● **WHAT THE TASK REQUIRES**: Please put the lines of the records below, from the start through the line containing "positive clicks: (342, 139)" (that line included), into a JSON list of strings, one string per line. Leave out blank lines and pictures.

[Collected data]
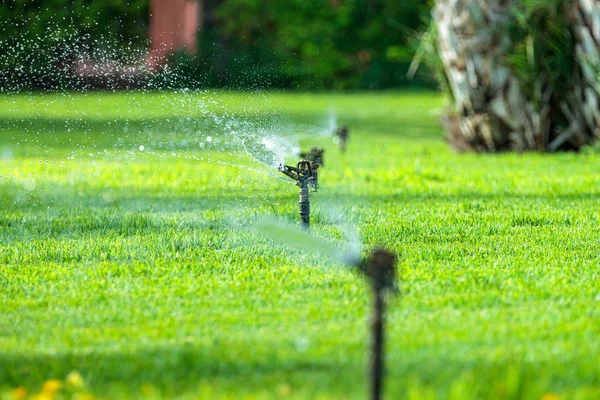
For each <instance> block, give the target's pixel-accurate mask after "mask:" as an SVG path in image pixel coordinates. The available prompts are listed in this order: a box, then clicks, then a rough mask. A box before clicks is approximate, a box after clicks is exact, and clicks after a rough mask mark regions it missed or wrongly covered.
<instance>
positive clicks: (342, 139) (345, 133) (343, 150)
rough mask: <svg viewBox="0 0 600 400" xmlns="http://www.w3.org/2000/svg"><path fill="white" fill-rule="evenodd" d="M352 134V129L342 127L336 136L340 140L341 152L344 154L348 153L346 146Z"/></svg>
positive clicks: (340, 128) (339, 140) (336, 132)
mask: <svg viewBox="0 0 600 400" xmlns="http://www.w3.org/2000/svg"><path fill="white" fill-rule="evenodd" d="M349 134H350V129H348V127H347V126H346V125H344V126H340V127H339V128H338V129H337V131H336V132H335V135H336V136H337V138H338V143H339V145H340V151H341V152H342V153H345V152H346V144H347V143H348V135H349Z"/></svg>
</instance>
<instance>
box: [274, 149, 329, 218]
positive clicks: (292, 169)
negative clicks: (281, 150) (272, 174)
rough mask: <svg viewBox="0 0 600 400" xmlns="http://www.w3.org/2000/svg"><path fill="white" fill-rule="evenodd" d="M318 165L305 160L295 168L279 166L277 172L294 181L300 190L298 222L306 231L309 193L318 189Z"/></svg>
mask: <svg viewBox="0 0 600 400" xmlns="http://www.w3.org/2000/svg"><path fill="white" fill-rule="evenodd" d="M318 168H319V164H317V163H315V162H310V161H306V160H302V161H300V162H299V163H298V164H297V165H296V166H295V167H291V166H289V165H283V164H282V165H280V166H279V168H278V169H279V171H280V172H281V173H282V174H285V175H287V176H289V177H290V178H292V179H293V180H294V181H296V185H297V186H298V187H299V188H300V201H299V205H300V220H301V221H302V228H304V229H305V230H307V229H308V228H309V227H310V191H309V188H312V189H313V191H314V192H316V191H317V189H319V181H318V174H317V169H318Z"/></svg>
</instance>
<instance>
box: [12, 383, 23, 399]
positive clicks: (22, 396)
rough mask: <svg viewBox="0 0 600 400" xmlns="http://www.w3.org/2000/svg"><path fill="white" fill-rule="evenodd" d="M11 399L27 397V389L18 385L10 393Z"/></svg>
mask: <svg viewBox="0 0 600 400" xmlns="http://www.w3.org/2000/svg"><path fill="white" fill-rule="evenodd" d="M10 398H11V399H12V400H24V399H26V398H27V390H25V388H24V387H22V386H19V387H18V388H16V389H15V390H13V391H12V393H11V394H10Z"/></svg>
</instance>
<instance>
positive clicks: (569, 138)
mask: <svg viewBox="0 0 600 400" xmlns="http://www.w3.org/2000/svg"><path fill="white" fill-rule="evenodd" d="M574 3H575V4H574V7H573V11H574V16H573V33H574V34H573V36H574V38H575V40H576V47H575V54H576V59H577V63H578V68H577V69H576V70H575V73H574V75H575V76H574V77H573V82H574V85H573V89H572V90H571V91H570V92H569V93H568V94H567V95H566V98H565V99H564V100H563V102H562V103H561V109H562V112H563V113H564V114H565V115H566V116H567V117H568V121H569V125H568V126H567V127H566V128H565V129H563V131H562V132H561V133H560V134H559V135H558V136H557V137H556V138H555V139H554V140H553V142H552V143H550V144H549V150H556V149H557V148H558V147H559V146H561V145H562V144H563V142H564V141H566V140H570V141H571V142H573V141H574V142H575V144H577V145H584V144H588V143H590V142H592V141H593V140H594V139H597V138H599V137H600V3H599V2H598V1H596V0H575V2H574Z"/></svg>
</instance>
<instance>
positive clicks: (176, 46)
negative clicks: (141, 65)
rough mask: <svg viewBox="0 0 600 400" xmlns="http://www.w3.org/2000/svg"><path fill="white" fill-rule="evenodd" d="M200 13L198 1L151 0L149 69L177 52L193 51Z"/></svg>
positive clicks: (156, 65) (199, 8)
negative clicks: (178, 51) (166, 56)
mask: <svg viewBox="0 0 600 400" xmlns="http://www.w3.org/2000/svg"><path fill="white" fill-rule="evenodd" d="M201 11H202V10H201V2H200V0H151V4H150V31H149V36H150V54H149V56H148V62H149V64H150V66H158V65H160V64H163V63H164V61H165V58H166V56H168V55H169V54H172V53H174V52H176V51H178V50H182V49H183V50H186V51H187V52H189V53H195V52H196V35H197V34H198V30H199V29H200V14H201Z"/></svg>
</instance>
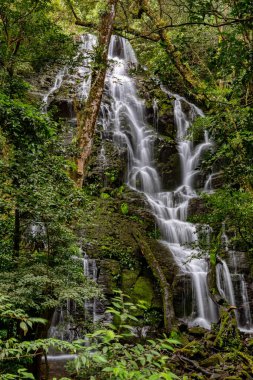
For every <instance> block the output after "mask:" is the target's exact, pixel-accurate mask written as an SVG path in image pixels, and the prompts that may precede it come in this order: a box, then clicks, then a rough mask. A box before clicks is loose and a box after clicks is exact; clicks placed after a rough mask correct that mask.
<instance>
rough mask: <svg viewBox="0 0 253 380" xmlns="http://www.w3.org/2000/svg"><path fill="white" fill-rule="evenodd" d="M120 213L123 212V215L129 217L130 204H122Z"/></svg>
mask: <svg viewBox="0 0 253 380" xmlns="http://www.w3.org/2000/svg"><path fill="white" fill-rule="evenodd" d="M120 211H121V212H122V214H123V215H127V214H128V212H129V210H128V204H127V203H122V204H121V205H120Z"/></svg>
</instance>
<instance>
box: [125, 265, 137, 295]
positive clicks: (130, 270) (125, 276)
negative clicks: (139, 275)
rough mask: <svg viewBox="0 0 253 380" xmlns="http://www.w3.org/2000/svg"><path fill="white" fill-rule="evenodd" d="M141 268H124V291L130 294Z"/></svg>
mask: <svg viewBox="0 0 253 380" xmlns="http://www.w3.org/2000/svg"><path fill="white" fill-rule="evenodd" d="M139 273H140V271H139V270H128V269H124V270H123V271H122V274H121V288H122V291H123V293H125V294H129V292H130V291H131V289H132V288H133V287H134V284H135V283H136V281H137V278H138V276H139Z"/></svg>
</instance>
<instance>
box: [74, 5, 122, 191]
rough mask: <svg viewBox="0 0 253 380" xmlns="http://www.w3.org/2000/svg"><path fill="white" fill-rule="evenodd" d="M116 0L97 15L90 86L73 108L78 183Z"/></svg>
mask: <svg viewBox="0 0 253 380" xmlns="http://www.w3.org/2000/svg"><path fill="white" fill-rule="evenodd" d="M116 5H117V0H108V1H107V7H106V10H105V11H104V13H103V14H102V16H101V20H100V25H99V27H98V43H97V46H96V49H95V59H94V62H93V70H92V76H91V88H90V92H89V96H88V99H87V100H86V102H85V104H83V103H79V104H77V105H76V110H77V130H78V132H77V148H78V155H77V157H76V165H77V168H76V172H75V173H74V179H75V182H76V184H77V186H78V187H82V185H83V180H84V175H85V170H86V167H87V164H88V159H89V156H90V154H91V148H92V142H93V136H94V132H95V127H96V121H97V116H98V113H99V108H100V104H101V99H102V95H103V90H104V82H105V75H106V69H107V56H108V48H109V44H110V39H111V35H112V30H113V22H114V18H115V14H116Z"/></svg>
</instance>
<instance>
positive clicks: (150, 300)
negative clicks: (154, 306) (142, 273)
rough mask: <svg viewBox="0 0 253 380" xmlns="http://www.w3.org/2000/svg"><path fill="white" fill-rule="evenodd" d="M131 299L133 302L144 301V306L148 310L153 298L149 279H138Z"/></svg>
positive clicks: (150, 283)
mask: <svg viewBox="0 0 253 380" xmlns="http://www.w3.org/2000/svg"><path fill="white" fill-rule="evenodd" d="M132 297H133V300H134V301H135V302H139V301H144V302H145V304H146V306H147V307H148V308H150V307H151V306H152V300H153V298H154V290H153V284H152V281H151V279H150V278H147V277H139V278H138V279H137V281H136V283H135V285H134V288H133V292H132Z"/></svg>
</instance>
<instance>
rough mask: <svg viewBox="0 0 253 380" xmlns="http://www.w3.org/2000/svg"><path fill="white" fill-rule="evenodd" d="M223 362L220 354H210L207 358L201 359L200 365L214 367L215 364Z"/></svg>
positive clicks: (203, 366) (202, 365)
mask: <svg viewBox="0 0 253 380" xmlns="http://www.w3.org/2000/svg"><path fill="white" fill-rule="evenodd" d="M223 362H224V359H223V358H222V356H221V354H214V355H211V356H210V357H209V358H207V359H205V360H202V361H201V362H200V365H201V366H202V367H215V366H216V365H220V364H222V363H223Z"/></svg>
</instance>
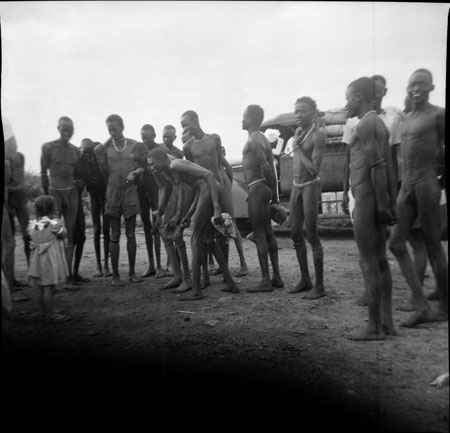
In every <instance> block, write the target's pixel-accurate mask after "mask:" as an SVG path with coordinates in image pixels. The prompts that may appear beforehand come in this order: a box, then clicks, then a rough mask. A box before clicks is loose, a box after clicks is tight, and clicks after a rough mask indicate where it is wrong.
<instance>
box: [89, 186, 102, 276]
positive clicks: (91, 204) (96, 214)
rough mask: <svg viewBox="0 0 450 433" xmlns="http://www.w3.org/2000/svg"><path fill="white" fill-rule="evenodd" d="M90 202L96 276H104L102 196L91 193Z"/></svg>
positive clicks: (89, 200)
mask: <svg viewBox="0 0 450 433" xmlns="http://www.w3.org/2000/svg"><path fill="white" fill-rule="evenodd" d="M89 202H90V205H91V217H92V224H93V226H94V250H95V260H96V262H97V272H96V273H95V274H94V277H103V270H102V258H101V248H100V234H101V229H102V228H101V221H100V212H101V210H100V198H99V197H98V195H97V194H92V193H89Z"/></svg>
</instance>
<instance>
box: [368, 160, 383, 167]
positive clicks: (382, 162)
mask: <svg viewBox="0 0 450 433" xmlns="http://www.w3.org/2000/svg"><path fill="white" fill-rule="evenodd" d="M384 162H385V161H384V159H379V160H378V161H376V162H374V163H373V164H370V165H369V168H374V167H376V166H377V165H380V164H383V163H384Z"/></svg>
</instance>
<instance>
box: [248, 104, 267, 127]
mask: <svg viewBox="0 0 450 433" xmlns="http://www.w3.org/2000/svg"><path fill="white" fill-rule="evenodd" d="M247 112H248V114H249V115H250V117H251V118H252V119H253V121H254V122H255V123H257V124H258V125H261V123H262V121H263V120H264V110H263V109H262V107H260V106H259V105H256V104H254V105H249V106H248V107H247Z"/></svg>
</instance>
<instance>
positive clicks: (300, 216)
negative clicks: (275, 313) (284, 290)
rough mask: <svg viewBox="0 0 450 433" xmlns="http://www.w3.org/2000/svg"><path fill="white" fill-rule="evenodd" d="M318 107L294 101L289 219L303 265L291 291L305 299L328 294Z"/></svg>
mask: <svg viewBox="0 0 450 433" xmlns="http://www.w3.org/2000/svg"><path fill="white" fill-rule="evenodd" d="M316 112H317V106H316V103H315V101H313V100H312V99H311V98H310V97H309V96H304V97H302V98H299V99H297V101H296V102H295V119H296V122H297V125H298V126H299V127H298V128H297V130H296V131H295V134H294V140H293V142H292V148H293V152H294V180H293V184H292V192H291V201H290V211H289V221H290V223H291V237H292V240H293V242H294V248H295V253H296V255H297V260H298V263H299V265H300V271H301V274H302V275H301V279H300V282H299V283H298V284H297V285H296V286H295V287H293V288H291V289H289V290H288V292H289V293H299V292H303V291H308V293H306V294H305V295H304V296H303V299H317V298H320V297H322V296H325V295H326V292H325V288H324V286H323V249H322V244H321V243H320V239H319V233H318V230H317V220H318V213H319V206H318V202H319V200H320V194H321V192H322V185H321V183H320V178H319V171H320V166H321V165H322V158H323V152H324V149H325V140H326V136H325V132H324V131H323V130H322V129H319V128H316V126H315V123H314V119H315V116H316ZM303 230H304V231H305V234H306V239H307V240H308V242H309V243H310V244H311V248H312V254H313V262H314V270H315V273H316V282H315V284H314V287H313V284H312V282H311V277H310V275H309V270H308V259H307V248H306V243H305V237H304V234H303Z"/></svg>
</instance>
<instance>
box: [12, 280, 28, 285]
mask: <svg viewBox="0 0 450 433" xmlns="http://www.w3.org/2000/svg"><path fill="white" fill-rule="evenodd" d="M14 287H30V285H29V284H28V283H27V282H26V281H20V280H14Z"/></svg>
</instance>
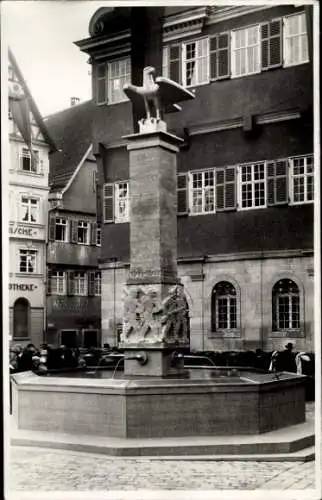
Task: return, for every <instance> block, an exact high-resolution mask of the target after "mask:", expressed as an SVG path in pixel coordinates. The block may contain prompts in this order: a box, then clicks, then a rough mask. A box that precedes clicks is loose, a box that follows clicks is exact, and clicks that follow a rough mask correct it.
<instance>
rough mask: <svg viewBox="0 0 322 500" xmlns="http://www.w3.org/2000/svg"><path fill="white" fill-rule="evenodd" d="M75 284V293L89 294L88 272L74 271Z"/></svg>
mask: <svg viewBox="0 0 322 500" xmlns="http://www.w3.org/2000/svg"><path fill="white" fill-rule="evenodd" d="M73 285H74V286H73V290H74V295H87V290H88V282H87V274H86V273H85V272H78V273H74V274H73Z"/></svg>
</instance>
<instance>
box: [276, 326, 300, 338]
mask: <svg viewBox="0 0 322 500" xmlns="http://www.w3.org/2000/svg"><path fill="white" fill-rule="evenodd" d="M270 337H271V338H291V339H292V338H302V337H304V330H303V329H301V328H296V329H295V328H294V329H288V330H274V331H272V332H271V335H270Z"/></svg>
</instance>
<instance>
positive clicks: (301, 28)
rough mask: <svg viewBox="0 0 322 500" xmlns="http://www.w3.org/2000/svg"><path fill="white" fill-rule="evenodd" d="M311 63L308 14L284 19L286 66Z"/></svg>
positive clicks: (285, 61)
mask: <svg viewBox="0 0 322 500" xmlns="http://www.w3.org/2000/svg"><path fill="white" fill-rule="evenodd" d="M308 61H309V52H308V39H307V27H306V14H305V13H304V12H302V13H301V14H294V15H292V16H287V17H285V18H284V66H293V65H296V64H302V63H306V62H308Z"/></svg>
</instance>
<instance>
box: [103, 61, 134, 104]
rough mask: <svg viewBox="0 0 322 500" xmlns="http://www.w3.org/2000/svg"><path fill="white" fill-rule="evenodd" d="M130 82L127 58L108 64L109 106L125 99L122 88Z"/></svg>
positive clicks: (124, 95)
mask: <svg viewBox="0 0 322 500" xmlns="http://www.w3.org/2000/svg"><path fill="white" fill-rule="evenodd" d="M130 82H131V60H130V59H129V58H128V59H122V60H120V61H113V62H111V63H109V64H108V100H109V102H110V103H111V104H113V103H116V102H121V101H125V100H126V99H127V97H126V95H125V94H124V92H123V87H124V85H125V84H126V83H130Z"/></svg>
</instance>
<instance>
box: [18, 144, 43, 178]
mask: <svg viewBox="0 0 322 500" xmlns="http://www.w3.org/2000/svg"><path fill="white" fill-rule="evenodd" d="M38 166H39V152H38V151H33V155H32V157H31V154H30V151H29V149H27V148H22V150H21V155H20V169H21V170H23V171H24V172H34V173H36V172H37V171H38Z"/></svg>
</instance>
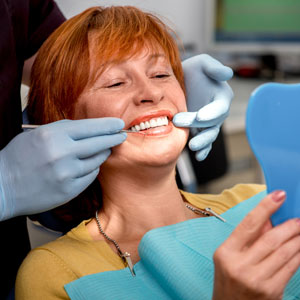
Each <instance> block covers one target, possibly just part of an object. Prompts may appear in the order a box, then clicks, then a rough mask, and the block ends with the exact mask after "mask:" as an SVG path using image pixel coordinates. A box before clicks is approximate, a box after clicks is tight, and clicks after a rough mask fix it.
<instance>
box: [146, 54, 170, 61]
mask: <svg viewBox="0 0 300 300" xmlns="http://www.w3.org/2000/svg"><path fill="white" fill-rule="evenodd" d="M158 58H166V55H165V54H164V53H154V54H151V55H150V56H149V58H148V60H157V59H158Z"/></svg>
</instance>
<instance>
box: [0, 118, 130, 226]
mask: <svg viewBox="0 0 300 300" xmlns="http://www.w3.org/2000/svg"><path fill="white" fill-rule="evenodd" d="M123 127H124V122H123V120H121V119H117V118H100V119H85V120H76V121H71V120H62V121H58V122H54V123H51V124H47V125H43V126H41V127H39V128H37V129H34V130H31V131H27V132H23V133H21V134H19V135H18V136H16V137H15V138H14V139H13V140H12V141H11V142H10V143H9V144H8V145H7V146H6V147H5V148H4V149H3V150H2V151H1V152H0V220H5V219H9V218H11V217H14V216H18V215H24V214H32V213H38V212H42V211H45V210H48V209H52V208H54V207H57V206H59V205H61V204H64V203H66V202H68V201H69V200H71V199H73V198H74V197H76V196H77V195H78V194H80V193H81V192H82V191H83V190H85V189H86V187H87V186H88V185H89V184H91V183H92V182H93V180H94V179H95V178H96V176H97V174H98V173H99V166H100V165H101V164H102V163H103V162H104V161H105V160H106V159H107V158H108V156H109V155H110V153H111V150H110V148H111V147H113V146H116V145H118V144H120V143H122V142H123V141H124V140H125V139H126V137H127V135H126V133H120V130H121V129H122V128H123Z"/></svg>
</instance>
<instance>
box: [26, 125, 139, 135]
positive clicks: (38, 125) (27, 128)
mask: <svg viewBox="0 0 300 300" xmlns="http://www.w3.org/2000/svg"><path fill="white" fill-rule="evenodd" d="M40 126H41V125H32V124H22V129H35V128H38V127H40ZM120 132H129V133H131V132H134V131H131V130H126V129H123V130H120Z"/></svg>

● **SOLUTION FOR THIS PROBLEM**:
[
  "For each <instance> block, give the target's pixel-accurate mask after \"mask:\" as an SVG path in image pixel coordinates. The available prompts are listed in this order: a box, then clicks, then a rough mask. A box before clicks is approximate, a box after clicks is exact, and clicks after a rough mask mark regions it missed or wrongly covered.",
  "<instance>",
  "positive clicks: (342, 139) (345, 133) (343, 150)"
]